## [Stated task A]
Do these statements agree with the article on electrical safety testing? For each, answer yes or no and quote the words from the article that decide it.
(i) Batch sampling assumes that when the sample conforms, the rest of the batch also complies.
(ii) The focus has moved from how much testing is required to whether safety testing is needed at all.
(iii) Discussions aimed at reducing the perceived time/cost burden often cite ISO9000 procedures.
## [Stated task B]
Rewrite the paragraph of the article on electrical safety testing that begins "Batch sampling is essentially designed" in fewer words, keeping its main facts.

Production line testing can help cut down on re-call costs and late delivery penalities. Here, Greg Brown looks at electrical safety testing in the manufacturing environment.

With verification of the safe operation and functionality of electrical products being vital to ensure compliance with established industry standards and maintain customer confidence, the focus has switched from whether safety testing is needed to the actual extent of testing required.
The requirement to ensure conformance with standards through the manufacturing process is made clear by the various regulatory and legislative authorities, but a common reaction still seems to be 'does this mean I have to do 100 per cent testing?', followed by a quick retreat into discussions that aim to reduce an erroneously perceived time/cost burden, often quoting ISO9000 procedures and focusing on sample testing as a suitable solution.
This approach tends to exclude a closer evaluation of the concept of 100 per cent testing - which is to ensure and maintain product safety.
Batch sampling is essentially designed to determine that type test and build instructions are being maintained via a set of 'working standards' and relies on there being a traceable scientific relationship between the 'sample' and the rest of the batch. The assumption being that if the sample shows conformance, then the rest of the batch also complies. In many manufacturing processes 'sampling' may be satisfactory, but when the issue is customer safety, can anyone take this risk?
In order to maintain a proper scientific relationship, back to the 'type approved product', testing of the batch sample should really involve a repeat of the 'type test' and this could involve:
u The use of external test houses.
u Or the transfer of the sample to a dedicated, in-house, test laboratory.
u Skilled and expensive labour.
u Specialised (and usually high cost) test equipment.
u Complex, time consuming, test routines.
u Possible destruction of test sample.
Taking a typical batch sampling routine as an example, the following scenario can be envisaged.

## [Supplied records]
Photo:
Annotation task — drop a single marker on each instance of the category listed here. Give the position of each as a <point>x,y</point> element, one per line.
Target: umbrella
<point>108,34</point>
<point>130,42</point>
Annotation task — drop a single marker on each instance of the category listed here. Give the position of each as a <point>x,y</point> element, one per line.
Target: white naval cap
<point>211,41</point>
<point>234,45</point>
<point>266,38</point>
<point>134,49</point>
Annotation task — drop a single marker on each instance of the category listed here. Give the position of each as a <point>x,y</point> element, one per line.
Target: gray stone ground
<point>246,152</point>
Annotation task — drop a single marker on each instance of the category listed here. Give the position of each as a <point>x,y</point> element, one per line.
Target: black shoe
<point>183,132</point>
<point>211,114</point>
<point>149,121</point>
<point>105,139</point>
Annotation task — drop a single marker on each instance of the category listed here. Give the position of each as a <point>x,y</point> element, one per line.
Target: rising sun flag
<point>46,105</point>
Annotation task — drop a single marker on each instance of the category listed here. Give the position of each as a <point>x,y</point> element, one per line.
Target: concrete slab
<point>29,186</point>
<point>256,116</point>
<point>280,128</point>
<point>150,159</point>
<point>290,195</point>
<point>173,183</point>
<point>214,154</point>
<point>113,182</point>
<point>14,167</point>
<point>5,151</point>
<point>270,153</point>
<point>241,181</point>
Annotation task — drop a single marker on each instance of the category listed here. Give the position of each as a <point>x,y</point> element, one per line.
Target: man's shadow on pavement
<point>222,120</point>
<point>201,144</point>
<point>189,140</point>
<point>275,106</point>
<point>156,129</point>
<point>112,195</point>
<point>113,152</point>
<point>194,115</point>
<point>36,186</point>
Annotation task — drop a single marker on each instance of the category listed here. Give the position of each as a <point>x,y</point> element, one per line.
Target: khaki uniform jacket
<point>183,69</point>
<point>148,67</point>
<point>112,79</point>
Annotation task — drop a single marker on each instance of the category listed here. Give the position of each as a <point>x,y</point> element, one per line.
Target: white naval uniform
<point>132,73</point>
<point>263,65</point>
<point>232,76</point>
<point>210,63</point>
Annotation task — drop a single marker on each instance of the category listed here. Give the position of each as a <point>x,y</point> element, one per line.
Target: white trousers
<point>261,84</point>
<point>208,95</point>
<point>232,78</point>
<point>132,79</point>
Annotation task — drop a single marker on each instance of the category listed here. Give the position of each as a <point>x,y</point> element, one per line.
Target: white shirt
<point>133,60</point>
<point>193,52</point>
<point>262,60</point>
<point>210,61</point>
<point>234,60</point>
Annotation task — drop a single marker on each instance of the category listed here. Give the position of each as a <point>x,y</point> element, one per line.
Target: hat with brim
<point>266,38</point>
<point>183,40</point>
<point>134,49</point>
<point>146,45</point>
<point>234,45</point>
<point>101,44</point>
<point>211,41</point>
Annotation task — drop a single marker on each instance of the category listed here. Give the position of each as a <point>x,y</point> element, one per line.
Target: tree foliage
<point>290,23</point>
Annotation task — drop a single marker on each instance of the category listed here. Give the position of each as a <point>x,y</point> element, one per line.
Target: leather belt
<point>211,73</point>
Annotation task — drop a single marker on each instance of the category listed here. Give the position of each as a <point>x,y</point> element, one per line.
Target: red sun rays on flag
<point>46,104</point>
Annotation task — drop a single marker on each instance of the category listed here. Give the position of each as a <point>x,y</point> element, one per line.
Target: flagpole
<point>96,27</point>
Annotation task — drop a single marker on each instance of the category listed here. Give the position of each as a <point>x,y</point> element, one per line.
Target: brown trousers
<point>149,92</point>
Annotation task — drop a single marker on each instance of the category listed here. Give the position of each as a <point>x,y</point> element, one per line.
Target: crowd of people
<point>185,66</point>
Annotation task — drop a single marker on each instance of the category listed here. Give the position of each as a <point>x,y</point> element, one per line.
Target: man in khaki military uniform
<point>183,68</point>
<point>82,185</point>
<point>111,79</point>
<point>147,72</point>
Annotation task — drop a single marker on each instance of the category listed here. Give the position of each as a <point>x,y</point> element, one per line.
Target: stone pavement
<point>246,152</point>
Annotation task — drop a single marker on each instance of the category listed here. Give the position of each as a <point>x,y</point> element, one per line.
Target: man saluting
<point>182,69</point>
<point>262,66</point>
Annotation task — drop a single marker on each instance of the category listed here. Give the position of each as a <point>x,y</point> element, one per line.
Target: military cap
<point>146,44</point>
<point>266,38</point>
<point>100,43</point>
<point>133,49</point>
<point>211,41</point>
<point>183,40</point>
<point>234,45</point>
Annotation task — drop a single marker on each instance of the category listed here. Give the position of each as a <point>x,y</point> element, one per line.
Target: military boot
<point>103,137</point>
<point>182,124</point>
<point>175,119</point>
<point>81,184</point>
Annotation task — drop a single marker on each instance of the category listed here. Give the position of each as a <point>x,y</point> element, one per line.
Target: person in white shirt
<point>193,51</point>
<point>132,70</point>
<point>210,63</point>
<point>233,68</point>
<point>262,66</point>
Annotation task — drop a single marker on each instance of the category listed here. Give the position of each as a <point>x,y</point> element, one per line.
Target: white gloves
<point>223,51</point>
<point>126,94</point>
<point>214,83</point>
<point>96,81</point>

## [Worked answer A]
(i) Yes: "The assumption being that if the sample shows conformance, then the rest of the batch also complies."
(ii) No: "the focus has switched from whether safety testing is needed to the actual extent of testing required."
(iii) Yes: "often quoting ISO9000 procedures and focusing on sample testing as a suitable solution."

## [Worked answer B]
Batch sampling uses a set of "working standards" to check that type test and build instructions are being maintained. It depends on a traceable scientific relationship between the sample and the rest of the batch, on the assumption that a conforming sample means the whole batch complies. Sampling may be satisfactory in many manufacturing processes, but the article questions whether anyone can take that risk when customer safety is at issue.